§ SELECTED PASSAGE:
• • •

From: Tom Lane <tgl@sss.pgh.pa.us>
Date: Friday, April 23, 2021 at 12:36 PM
To: Eric Hill <Eric.Hill@jmp.com>
Cc: pgsql-general@lists.postgresql.org <pgsql-general@lists.postgresql.org>
Subject: Re: server process exited with code 1

EXTERNAL

Eric Hill <Eric.Hill@jmp.com> writes:
> 2021-04-23 03:20:57 EDT [5324]: LOG: connection received: host=10.120.80.162 port=54017
> 2021-04-23 03:20:57 EDT [5324]: LOG: connection authorized: user=dba_webjmp database=webjmp
> 2021-04-23 03:21:00 EDT [15776]: LOG: server process (PID 14820) exited with exit code 1
> 2021-04-23 03:21:00 EDT [15776]: DETAIL: Failed process was running: SET client_min_messages TO warning;SET TIME ZONE INTERVAL '+00:00' HOUR TO MINUTE;
> 2021-04-23 03:21:00 EDT [15776]: LOG: terminating any other active server processes

Hm. That's fairly odd. Exit code 1 ordinarily means that the backend
hit a "FATAL" error, which is one that causes process termination but
*not* a database-wide restart. The fact that the postmaster is treating
it that way anyway implies that the backend failed to disarm the "dead
man switch" mechanism that exists to check that backends cleaned up
their shared-memory state before exiting. Another thing that doesn't
square with this being an ordinary FATAL exit is that there's no message
visible in the log.

• • •

§ Point labeling dataset excerpts:

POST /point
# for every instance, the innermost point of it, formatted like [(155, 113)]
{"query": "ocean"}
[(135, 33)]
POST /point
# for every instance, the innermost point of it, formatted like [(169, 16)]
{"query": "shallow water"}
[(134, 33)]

• • •

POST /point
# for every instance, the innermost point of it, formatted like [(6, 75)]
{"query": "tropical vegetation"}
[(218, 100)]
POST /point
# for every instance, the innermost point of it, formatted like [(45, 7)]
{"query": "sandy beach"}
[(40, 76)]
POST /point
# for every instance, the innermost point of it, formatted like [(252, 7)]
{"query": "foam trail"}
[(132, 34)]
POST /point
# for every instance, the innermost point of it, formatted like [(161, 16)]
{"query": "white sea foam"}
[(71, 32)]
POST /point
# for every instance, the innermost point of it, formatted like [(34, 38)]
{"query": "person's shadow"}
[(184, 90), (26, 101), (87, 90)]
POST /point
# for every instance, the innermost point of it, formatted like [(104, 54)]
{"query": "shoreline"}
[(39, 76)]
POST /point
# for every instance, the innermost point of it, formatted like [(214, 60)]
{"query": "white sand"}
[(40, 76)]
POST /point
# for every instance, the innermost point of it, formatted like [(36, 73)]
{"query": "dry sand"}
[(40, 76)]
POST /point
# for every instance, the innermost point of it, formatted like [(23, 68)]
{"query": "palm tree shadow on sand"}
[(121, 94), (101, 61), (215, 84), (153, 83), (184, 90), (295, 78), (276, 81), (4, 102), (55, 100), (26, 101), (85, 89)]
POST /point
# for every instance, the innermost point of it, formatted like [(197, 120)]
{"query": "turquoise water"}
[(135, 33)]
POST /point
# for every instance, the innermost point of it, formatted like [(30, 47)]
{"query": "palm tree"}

• • •

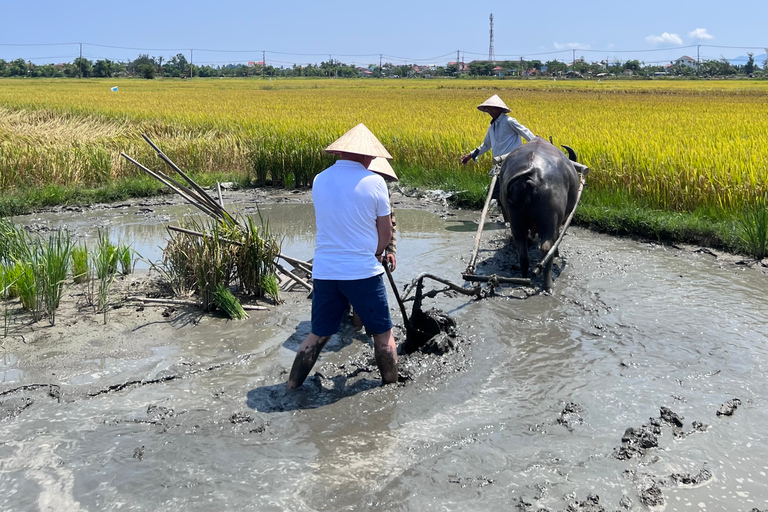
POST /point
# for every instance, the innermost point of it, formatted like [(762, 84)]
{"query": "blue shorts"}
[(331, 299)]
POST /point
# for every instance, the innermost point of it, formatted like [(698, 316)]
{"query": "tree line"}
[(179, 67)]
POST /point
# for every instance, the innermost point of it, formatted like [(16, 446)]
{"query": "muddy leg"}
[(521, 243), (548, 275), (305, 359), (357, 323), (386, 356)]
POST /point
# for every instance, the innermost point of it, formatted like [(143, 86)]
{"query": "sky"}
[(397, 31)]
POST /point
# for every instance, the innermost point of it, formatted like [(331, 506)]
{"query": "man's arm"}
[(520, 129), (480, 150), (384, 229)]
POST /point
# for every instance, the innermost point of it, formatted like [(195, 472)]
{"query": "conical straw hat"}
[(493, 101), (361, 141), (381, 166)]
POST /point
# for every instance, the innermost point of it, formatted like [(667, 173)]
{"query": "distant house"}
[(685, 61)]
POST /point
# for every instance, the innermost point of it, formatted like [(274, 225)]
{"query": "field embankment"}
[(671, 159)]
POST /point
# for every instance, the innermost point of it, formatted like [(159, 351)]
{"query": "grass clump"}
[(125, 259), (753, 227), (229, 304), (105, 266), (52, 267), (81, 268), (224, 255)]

• • •

§ BRIEF: Extend the mailing-list reply about the server process that exited with code 1, picking up after its last sentence. Nothing in the records is needed here.

§ OUTPUT:
(I wonder what this looks like from the client's end --- is it getting
any sort of termination message, or just a lost network connection?)

The implication is that something in the backend did _exit(1) to force
process termination without any of the normal atexit cleanup. There
is not, or at least isn't supposed to be, anything in Postgres proper
that does that. So I'm wondering if you have any nonstandard code
in there, such as unusual extensions. A badly-written event trigger
could perhaps do it too.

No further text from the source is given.